- _Action item_
What lines in the listing below hold the string "raised"? Please copy them out.
Content starts
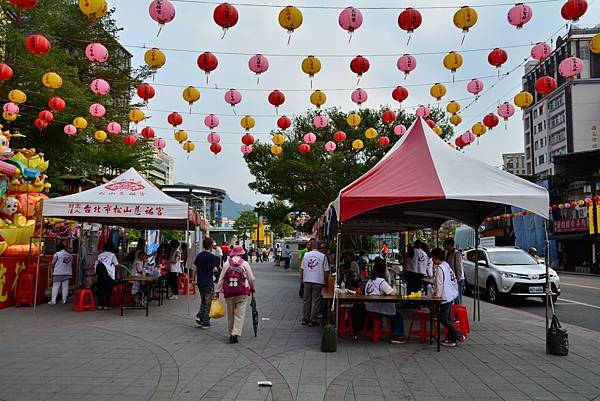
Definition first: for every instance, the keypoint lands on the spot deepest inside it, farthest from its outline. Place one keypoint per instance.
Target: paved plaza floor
(95, 356)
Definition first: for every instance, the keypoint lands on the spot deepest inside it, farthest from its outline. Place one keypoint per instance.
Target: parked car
(508, 271)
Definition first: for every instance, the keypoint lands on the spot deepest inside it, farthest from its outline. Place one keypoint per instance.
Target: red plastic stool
(345, 323)
(83, 300)
(422, 332)
(376, 332)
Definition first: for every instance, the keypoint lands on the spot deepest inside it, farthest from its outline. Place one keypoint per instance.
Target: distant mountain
(232, 209)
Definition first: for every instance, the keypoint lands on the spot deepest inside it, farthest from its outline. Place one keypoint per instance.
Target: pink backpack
(234, 280)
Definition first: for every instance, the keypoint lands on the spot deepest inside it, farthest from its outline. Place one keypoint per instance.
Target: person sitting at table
(446, 288)
(378, 286)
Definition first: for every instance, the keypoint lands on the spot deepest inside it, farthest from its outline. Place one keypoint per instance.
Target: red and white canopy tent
(423, 182)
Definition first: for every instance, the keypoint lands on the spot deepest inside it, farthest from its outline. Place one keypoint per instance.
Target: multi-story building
(568, 119)
(514, 163)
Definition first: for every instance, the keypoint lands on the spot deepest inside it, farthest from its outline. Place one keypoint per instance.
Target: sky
(193, 31)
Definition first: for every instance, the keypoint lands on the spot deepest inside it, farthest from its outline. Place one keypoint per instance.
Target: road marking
(580, 303)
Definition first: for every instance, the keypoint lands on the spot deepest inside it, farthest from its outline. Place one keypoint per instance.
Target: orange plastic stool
(422, 332)
(345, 323)
(83, 300)
(376, 332)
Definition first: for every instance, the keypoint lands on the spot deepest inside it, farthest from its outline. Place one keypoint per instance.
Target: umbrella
(254, 315)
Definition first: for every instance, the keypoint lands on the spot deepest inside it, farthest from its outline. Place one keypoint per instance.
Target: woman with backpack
(236, 282)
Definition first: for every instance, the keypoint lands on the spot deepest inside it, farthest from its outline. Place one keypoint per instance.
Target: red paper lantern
(129, 140)
(388, 117)
(276, 98)
(497, 57)
(148, 133)
(284, 122)
(37, 44)
(215, 148)
(46, 116)
(304, 148)
(490, 120)
(545, 85)
(359, 65)
(572, 10)
(146, 91)
(56, 104)
(247, 139)
(174, 119)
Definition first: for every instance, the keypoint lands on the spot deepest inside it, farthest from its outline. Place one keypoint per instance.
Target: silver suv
(508, 271)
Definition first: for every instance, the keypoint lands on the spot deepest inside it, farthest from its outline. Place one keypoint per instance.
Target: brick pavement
(62, 355)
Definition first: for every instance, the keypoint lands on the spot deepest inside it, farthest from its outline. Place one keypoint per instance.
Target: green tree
(245, 223)
(309, 182)
(69, 32)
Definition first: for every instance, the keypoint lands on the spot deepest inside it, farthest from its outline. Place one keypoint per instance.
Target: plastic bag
(216, 309)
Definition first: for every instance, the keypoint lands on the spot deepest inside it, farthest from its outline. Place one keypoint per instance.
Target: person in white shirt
(62, 263)
(378, 285)
(446, 288)
(315, 272)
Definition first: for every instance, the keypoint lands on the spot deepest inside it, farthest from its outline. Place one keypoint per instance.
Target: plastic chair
(83, 300)
(376, 332)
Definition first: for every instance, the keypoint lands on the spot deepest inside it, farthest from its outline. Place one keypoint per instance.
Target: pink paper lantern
(406, 64)
(160, 143)
(70, 129)
(320, 121)
(100, 87)
(11, 108)
(162, 11)
(213, 137)
(475, 86)
(113, 128)
(310, 138)
(359, 96)
(422, 111)
(97, 110)
(519, 15)
(570, 67)
(399, 129)
(211, 121)
(96, 53)
(540, 51)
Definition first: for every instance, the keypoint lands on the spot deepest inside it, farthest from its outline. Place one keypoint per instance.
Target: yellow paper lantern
(155, 58)
(9, 116)
(465, 18)
(438, 91)
(453, 61)
(189, 147)
(523, 100)
(181, 136)
(17, 96)
(290, 18)
(478, 129)
(80, 123)
(371, 133)
(318, 98)
(353, 120)
(453, 107)
(136, 115)
(278, 139)
(247, 122)
(52, 80)
(455, 119)
(595, 44)
(100, 135)
(311, 65)
(191, 94)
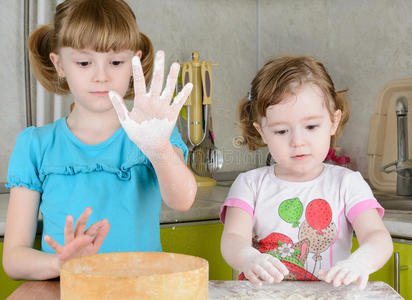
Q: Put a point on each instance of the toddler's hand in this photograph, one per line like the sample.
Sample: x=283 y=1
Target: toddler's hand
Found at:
x=346 y=272
x=153 y=117
x=264 y=267
x=80 y=242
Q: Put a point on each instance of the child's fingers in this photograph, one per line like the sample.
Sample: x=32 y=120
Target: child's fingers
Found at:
x=337 y=281
x=331 y=274
x=362 y=282
x=180 y=99
x=274 y=272
x=52 y=243
x=91 y=231
x=262 y=272
x=139 y=83
x=279 y=266
x=75 y=248
x=322 y=274
x=119 y=106
x=252 y=277
x=170 y=82
x=101 y=235
x=68 y=230
x=158 y=73
x=81 y=222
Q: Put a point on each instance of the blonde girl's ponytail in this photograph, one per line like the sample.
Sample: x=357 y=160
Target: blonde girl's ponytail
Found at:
x=41 y=43
x=342 y=103
x=247 y=116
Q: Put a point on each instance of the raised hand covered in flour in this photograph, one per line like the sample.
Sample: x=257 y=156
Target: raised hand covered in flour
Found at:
x=150 y=123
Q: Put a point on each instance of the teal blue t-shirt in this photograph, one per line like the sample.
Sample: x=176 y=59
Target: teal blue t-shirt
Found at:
x=114 y=178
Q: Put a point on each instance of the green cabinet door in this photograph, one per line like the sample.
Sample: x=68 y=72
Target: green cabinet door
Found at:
x=202 y=240
x=387 y=272
x=9 y=285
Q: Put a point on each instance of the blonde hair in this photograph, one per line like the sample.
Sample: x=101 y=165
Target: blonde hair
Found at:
x=278 y=78
x=101 y=25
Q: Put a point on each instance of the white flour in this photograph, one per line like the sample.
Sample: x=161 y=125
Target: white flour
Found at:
x=295 y=290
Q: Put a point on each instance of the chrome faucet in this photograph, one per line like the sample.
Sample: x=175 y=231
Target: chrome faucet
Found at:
x=403 y=166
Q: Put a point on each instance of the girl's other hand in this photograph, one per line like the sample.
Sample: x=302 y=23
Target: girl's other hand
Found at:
x=264 y=267
x=346 y=272
x=80 y=242
x=150 y=123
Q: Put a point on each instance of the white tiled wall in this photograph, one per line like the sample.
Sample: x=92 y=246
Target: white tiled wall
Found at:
x=363 y=45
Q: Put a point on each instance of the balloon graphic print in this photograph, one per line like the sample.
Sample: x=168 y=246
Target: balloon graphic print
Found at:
x=291 y=210
x=318 y=214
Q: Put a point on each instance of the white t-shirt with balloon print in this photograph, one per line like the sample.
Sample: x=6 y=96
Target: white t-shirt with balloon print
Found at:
x=307 y=225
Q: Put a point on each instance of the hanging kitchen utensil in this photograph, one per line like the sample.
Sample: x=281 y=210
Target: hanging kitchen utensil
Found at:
x=205 y=159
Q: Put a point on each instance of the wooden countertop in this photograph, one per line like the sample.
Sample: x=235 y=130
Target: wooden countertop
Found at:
x=50 y=290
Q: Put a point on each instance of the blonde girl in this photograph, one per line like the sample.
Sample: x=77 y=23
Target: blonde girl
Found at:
x=103 y=166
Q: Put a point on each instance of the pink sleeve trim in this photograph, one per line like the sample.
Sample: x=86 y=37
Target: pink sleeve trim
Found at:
x=235 y=203
x=362 y=206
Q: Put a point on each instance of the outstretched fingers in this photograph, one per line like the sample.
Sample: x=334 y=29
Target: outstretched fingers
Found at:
x=139 y=83
x=119 y=106
x=101 y=235
x=158 y=73
x=170 y=82
x=68 y=230
x=81 y=222
x=52 y=243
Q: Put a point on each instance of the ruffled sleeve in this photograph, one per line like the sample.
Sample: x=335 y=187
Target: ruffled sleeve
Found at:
x=24 y=162
x=176 y=140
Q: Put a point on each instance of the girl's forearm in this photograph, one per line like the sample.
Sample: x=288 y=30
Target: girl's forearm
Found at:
x=235 y=250
x=367 y=254
x=30 y=264
x=177 y=183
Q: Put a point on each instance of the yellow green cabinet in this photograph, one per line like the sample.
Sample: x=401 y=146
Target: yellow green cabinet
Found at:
x=7 y=285
x=387 y=272
x=202 y=240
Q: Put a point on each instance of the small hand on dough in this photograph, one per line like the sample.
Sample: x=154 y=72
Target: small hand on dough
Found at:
x=264 y=267
x=350 y=270
x=150 y=123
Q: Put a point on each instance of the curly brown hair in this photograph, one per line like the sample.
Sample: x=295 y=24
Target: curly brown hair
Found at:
x=101 y=25
x=279 y=78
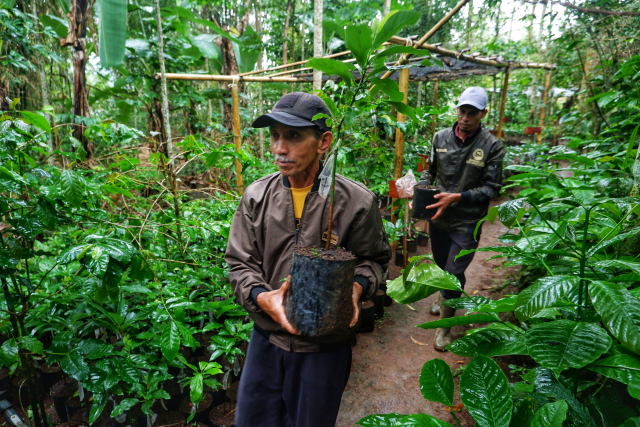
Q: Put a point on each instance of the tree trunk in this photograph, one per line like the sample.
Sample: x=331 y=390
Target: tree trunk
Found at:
x=317 y=41
x=76 y=37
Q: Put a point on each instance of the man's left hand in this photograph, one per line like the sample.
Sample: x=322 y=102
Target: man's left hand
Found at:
x=444 y=200
x=357 y=293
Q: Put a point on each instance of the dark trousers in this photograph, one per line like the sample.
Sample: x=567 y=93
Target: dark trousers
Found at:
x=446 y=247
x=284 y=389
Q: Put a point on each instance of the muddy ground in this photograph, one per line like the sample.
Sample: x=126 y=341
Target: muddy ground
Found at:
x=387 y=362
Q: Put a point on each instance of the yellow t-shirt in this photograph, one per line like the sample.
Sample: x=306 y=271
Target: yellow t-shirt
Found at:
x=299 y=196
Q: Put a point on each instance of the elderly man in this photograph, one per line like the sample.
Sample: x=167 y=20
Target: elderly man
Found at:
x=289 y=379
x=466 y=166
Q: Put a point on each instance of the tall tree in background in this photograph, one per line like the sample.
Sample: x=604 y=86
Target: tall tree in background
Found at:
x=77 y=39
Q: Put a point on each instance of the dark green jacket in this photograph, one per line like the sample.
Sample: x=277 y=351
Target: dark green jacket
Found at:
x=473 y=169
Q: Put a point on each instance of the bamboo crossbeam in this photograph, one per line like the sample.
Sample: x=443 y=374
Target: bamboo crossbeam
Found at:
x=405 y=57
x=222 y=78
x=475 y=59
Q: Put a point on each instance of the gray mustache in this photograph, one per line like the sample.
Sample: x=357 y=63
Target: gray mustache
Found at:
x=283 y=159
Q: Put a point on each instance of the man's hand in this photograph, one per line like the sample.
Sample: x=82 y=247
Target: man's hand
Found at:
x=444 y=200
x=272 y=304
x=357 y=293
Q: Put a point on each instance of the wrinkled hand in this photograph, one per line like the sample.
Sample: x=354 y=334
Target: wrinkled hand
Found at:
x=444 y=200
x=272 y=304
x=357 y=293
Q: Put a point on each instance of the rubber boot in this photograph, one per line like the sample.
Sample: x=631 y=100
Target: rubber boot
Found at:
x=435 y=307
x=443 y=335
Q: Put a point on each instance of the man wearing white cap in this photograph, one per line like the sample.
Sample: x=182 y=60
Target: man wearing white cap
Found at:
x=466 y=166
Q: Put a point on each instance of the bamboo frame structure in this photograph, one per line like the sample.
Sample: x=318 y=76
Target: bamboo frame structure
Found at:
x=405 y=57
x=503 y=101
x=545 y=100
x=237 y=136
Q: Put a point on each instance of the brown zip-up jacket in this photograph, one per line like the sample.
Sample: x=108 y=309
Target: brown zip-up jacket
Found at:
x=263 y=234
x=472 y=168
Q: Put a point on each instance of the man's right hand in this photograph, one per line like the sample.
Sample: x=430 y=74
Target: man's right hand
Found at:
x=272 y=304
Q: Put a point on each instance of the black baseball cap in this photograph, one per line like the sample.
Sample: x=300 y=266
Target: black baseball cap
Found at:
x=296 y=109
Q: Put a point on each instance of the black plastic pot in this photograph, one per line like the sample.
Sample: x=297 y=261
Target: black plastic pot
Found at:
x=367 y=317
x=421 y=199
x=412 y=245
x=422 y=238
x=320 y=297
x=378 y=300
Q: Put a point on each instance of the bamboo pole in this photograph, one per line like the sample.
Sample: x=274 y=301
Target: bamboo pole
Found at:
x=503 y=101
x=435 y=104
x=543 y=108
x=237 y=137
x=223 y=78
x=399 y=157
x=399 y=149
x=474 y=59
x=405 y=57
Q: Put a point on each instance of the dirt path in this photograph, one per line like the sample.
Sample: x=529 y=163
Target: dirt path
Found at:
x=387 y=362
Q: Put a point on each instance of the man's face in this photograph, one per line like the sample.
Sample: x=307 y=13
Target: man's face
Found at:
x=295 y=149
x=469 y=117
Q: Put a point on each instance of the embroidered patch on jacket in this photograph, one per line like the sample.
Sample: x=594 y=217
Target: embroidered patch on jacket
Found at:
x=334 y=238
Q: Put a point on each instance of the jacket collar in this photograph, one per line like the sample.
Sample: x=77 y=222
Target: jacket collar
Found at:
x=469 y=139
x=316 y=183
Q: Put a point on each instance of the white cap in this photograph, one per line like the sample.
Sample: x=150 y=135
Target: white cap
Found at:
x=474 y=96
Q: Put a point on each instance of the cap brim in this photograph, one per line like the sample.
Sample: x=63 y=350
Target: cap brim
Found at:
x=267 y=120
x=473 y=104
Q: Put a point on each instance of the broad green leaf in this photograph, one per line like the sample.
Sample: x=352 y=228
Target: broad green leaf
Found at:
x=397 y=420
x=388 y=87
x=205 y=42
x=75 y=366
x=37 y=120
x=9 y=352
x=112 y=18
x=621 y=367
x=124 y=406
x=31 y=344
x=170 y=341
x=394 y=50
x=195 y=386
x=493 y=340
x=46 y=214
x=359 y=40
x=419 y=281
x=485 y=392
x=393 y=23
x=72 y=188
x=332 y=67
x=542 y=294
x=99 y=402
x=551 y=415
x=564 y=344
x=459 y=320
x=620 y=312
x=436 y=382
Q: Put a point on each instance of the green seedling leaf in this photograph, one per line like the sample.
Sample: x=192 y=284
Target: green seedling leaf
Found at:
x=620 y=312
x=436 y=382
x=485 y=392
x=564 y=344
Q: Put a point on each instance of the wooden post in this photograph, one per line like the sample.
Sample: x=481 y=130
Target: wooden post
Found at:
x=543 y=108
x=399 y=157
x=435 y=104
x=236 y=133
x=404 y=88
x=503 y=101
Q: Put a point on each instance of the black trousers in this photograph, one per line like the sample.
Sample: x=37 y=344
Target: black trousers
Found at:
x=284 y=389
x=446 y=247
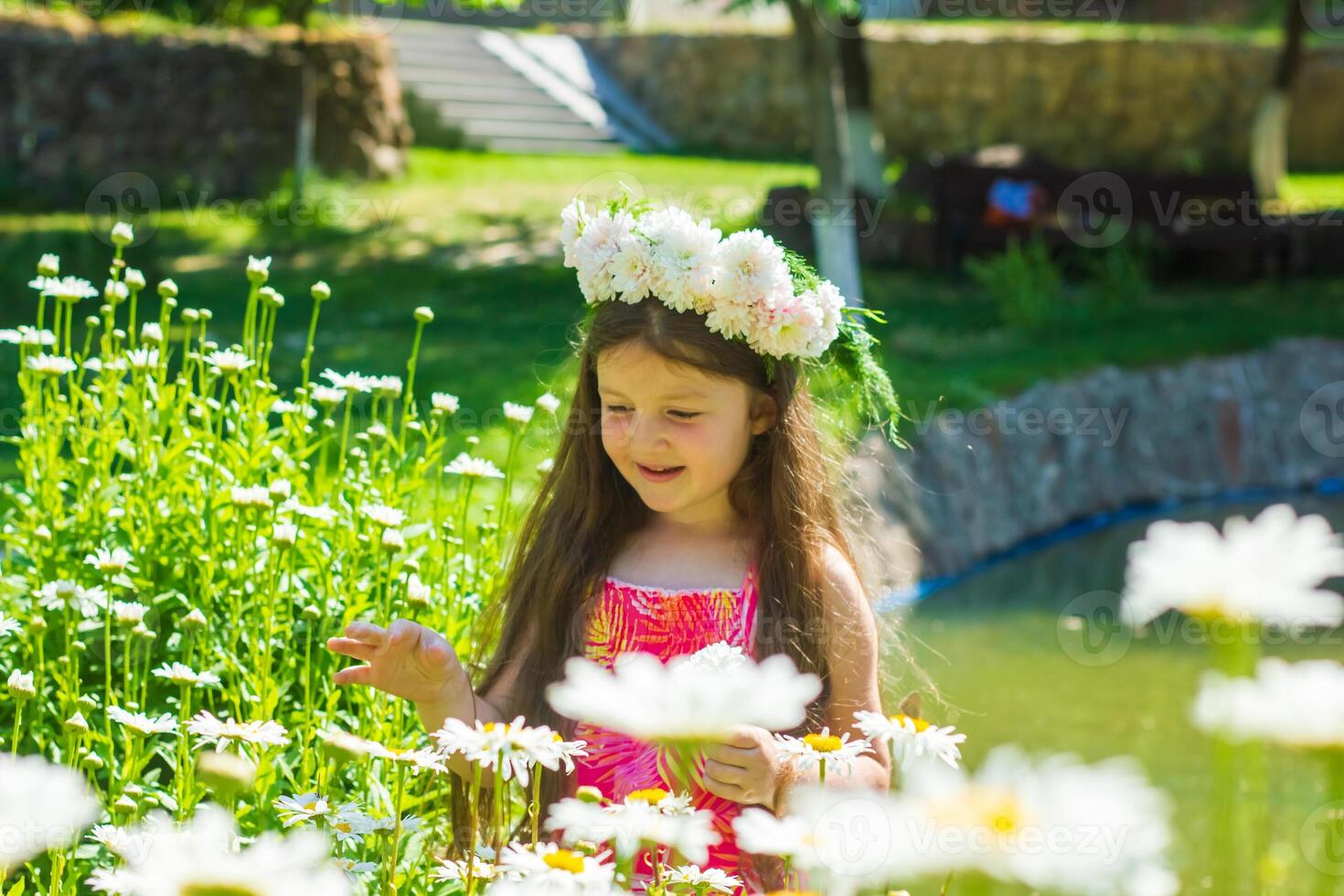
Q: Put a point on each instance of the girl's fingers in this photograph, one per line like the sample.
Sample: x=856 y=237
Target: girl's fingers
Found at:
x=354 y=676
x=366 y=632
x=351 y=647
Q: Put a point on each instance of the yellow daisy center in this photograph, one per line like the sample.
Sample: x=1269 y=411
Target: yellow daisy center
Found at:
x=823 y=743
x=920 y=723
x=565 y=860
x=649 y=795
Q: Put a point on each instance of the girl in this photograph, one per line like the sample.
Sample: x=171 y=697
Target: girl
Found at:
x=691 y=501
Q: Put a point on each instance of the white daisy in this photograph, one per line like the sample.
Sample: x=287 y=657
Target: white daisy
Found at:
x=474 y=466
x=837 y=752
x=1269 y=569
x=50 y=364
x=228 y=361
x=703 y=880
x=143 y=724
x=183 y=675
x=910 y=736
x=205 y=858
x=683 y=700
x=210 y=730
x=1293 y=704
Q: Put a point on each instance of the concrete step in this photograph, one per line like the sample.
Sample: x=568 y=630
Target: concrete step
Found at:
x=552 y=146
x=469 y=111
x=471 y=80
x=506 y=94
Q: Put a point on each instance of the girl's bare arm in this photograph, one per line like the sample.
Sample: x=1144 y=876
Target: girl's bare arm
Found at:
x=414 y=663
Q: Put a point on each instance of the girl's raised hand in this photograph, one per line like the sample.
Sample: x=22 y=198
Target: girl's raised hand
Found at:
x=405 y=660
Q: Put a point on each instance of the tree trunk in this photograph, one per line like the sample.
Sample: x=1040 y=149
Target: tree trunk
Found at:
x=1269 y=133
x=867 y=148
x=834 y=228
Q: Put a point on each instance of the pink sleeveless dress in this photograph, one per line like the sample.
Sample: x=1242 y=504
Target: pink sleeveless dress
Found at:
x=666 y=624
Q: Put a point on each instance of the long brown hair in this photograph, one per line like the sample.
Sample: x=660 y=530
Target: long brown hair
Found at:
x=586 y=511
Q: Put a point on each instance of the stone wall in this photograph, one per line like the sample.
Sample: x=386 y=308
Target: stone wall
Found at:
x=976 y=484
x=1163 y=103
x=197 y=111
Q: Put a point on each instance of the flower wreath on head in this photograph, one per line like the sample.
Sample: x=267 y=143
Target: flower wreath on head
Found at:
x=748 y=286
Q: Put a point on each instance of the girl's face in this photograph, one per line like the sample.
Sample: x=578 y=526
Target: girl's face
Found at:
x=666 y=415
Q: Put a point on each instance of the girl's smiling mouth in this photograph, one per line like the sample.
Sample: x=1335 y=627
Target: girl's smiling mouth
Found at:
x=659 y=475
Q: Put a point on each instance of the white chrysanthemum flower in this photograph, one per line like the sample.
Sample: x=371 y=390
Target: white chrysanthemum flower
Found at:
x=750 y=266
x=303 y=807
x=1267 y=570
x=443 y=403
x=474 y=466
x=730 y=320
x=549 y=403
x=703 y=880
x=720 y=657
x=517 y=412
x=910 y=738
x=256 y=497
x=682 y=700
x=1293 y=704
x=763 y=833
x=634 y=271
x=1105 y=827
x=143 y=724
x=386 y=386
x=595 y=249
x=383 y=515
x=258 y=269
x=686 y=252
x=228 y=361
x=348 y=382
x=210 y=730
x=50 y=364
x=786 y=328
x=667 y=821
x=143 y=359
x=111 y=560
x=457 y=869
x=205 y=858
x=128 y=613
x=312 y=512
x=63 y=592
x=70 y=289
x=328 y=395
x=572 y=218
x=551 y=868
x=180 y=673
x=42 y=806
x=837 y=752
x=514 y=746
x=20 y=686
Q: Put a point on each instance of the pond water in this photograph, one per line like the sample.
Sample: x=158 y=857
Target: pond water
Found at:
Content ends
- _Exercise output_
Q: Put a point on each instance of the raised hand covered in flour in this photograph, one per line like the sample.
Target: raised hand covered in flour
Q: Put a point on each instance of the girl's raised hand in this photograph, one per line like the sample.
Target: girl's raised hand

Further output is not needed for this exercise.